Selected text →
[Start of section]
The nuclear power industry is looking to shrink its reactors down into smaller modular reactors, known as SMRs, roughly 1% the size of traditional nuclear reactors as we know them today.
The logic behind this is to create small, factory-built units that can operate underground, making them significantly safer than traditional reactors at a fraction of the cost.
The technology behind them isn’t new, it’s just more efficient and cost-effective.
While traditional large reactors operate at full capacity all year, SMRs are designed to operate only when needed, bridging the gap between fossil fuels and fully green renewable energy. The design has been streamlined, removing several moving parts and decreasing the likelihood of a mechanical issue or breakdown.
Just last year, the UK government pledged to invest £54 million into the technology. There is a huge demand for these reactors already, and the market is expected to be worth $100 billion by 2035. They can produce anywhere from 50 to 300 megawatts of energy – enough to power entire cities.
SMRs will be cost-effective thanks to the ability to mass-produce them at existing factories. However, it is unlikely that we’ll see high-performing SMRs until the next decade or later. They are already in development in the USA, Russia, China, Argentina, and South Korea.
Producers of SMRs argue that because the improved design makes them safer, the emergency 10-mile planning zone typically required by large reactors shouldn’t be required. The smaller amount of nuclear fuel involved means there is far less chance of a serious meltdown.
Critics of argue that SMRs would still pose a significant risk. Most SMRs are held in high-pressure steel containment, and immersed in millions of gallons of water, removing the need for a containment building.
[End of section]
Provided information →
[Start of section]
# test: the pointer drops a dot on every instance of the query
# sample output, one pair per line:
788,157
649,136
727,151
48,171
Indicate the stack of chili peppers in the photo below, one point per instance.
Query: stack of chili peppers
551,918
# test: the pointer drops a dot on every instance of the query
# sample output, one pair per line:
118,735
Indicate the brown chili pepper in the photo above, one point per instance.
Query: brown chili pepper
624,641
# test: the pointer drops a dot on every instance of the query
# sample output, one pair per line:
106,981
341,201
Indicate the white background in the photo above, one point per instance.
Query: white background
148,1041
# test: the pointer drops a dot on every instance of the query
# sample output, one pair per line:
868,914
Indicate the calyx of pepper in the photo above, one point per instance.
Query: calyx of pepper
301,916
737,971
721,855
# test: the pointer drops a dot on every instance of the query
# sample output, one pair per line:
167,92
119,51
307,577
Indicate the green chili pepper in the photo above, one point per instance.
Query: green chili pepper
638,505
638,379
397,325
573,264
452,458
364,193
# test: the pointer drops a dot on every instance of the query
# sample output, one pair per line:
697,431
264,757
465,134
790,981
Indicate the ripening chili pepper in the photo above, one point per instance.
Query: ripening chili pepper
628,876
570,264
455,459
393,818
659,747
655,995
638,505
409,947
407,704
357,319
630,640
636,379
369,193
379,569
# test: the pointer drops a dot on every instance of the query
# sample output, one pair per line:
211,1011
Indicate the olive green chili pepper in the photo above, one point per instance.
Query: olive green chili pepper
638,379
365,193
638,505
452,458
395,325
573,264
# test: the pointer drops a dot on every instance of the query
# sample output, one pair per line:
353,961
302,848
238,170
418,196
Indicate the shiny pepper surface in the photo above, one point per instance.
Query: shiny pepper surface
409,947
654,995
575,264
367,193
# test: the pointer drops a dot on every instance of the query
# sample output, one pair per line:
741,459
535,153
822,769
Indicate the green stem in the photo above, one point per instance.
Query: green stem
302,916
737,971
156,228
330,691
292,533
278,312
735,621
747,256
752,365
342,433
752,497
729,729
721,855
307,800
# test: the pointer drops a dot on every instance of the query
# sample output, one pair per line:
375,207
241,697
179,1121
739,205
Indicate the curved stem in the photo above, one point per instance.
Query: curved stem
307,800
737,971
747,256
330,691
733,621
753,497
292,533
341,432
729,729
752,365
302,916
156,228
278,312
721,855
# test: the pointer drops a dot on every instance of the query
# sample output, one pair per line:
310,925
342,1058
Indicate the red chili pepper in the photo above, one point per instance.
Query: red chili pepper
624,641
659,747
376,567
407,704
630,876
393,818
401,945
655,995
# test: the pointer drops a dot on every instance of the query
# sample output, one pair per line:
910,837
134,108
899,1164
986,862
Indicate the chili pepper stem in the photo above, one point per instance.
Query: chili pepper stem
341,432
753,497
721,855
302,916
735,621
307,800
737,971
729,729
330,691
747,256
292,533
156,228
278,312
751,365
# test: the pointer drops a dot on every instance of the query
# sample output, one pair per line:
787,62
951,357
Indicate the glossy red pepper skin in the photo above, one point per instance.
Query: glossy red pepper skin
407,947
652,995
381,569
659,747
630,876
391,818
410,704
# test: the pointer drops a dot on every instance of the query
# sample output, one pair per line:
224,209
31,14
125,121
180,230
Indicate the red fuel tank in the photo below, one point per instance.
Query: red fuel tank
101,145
[End of section]
Task brief →
How would the piece on small modular reactors continue after its final sentence? Write the next part.

Solved exercise →
However, the more reactors there are in the world, the more opportunities there will be for sabotage. Most designs could be transported on the back of a lorry, making it possible for people to hijack them and convert them into crude but effective weapons. Every SMR could be a potential bomb.
Also, there is of course the issue of nuclear waste. While nuclear energy is technically ‘clean’ as it doesn’t generate carbon emissions, it does generate incredibly dangerous toxic waste. And currently solar and wind energy are safer, more reliable, and cheaper.
The UK government is looking to close its coal plants by 2025, and will likely move to adopt any technology that can help them lower their overall carbon emissions to meet 2050 targets. However nuclear energy is already being undercut by renewables, and so will need to rely on government subsidies to remain competitive.
The price of fossil fuels will only increase as time goes on, so there may be a market for SMRs in many niche areas.
In any event, it’s likely that SMRs will play a role in the world cutting down on carbon emissions from the energy sector over the next few decades.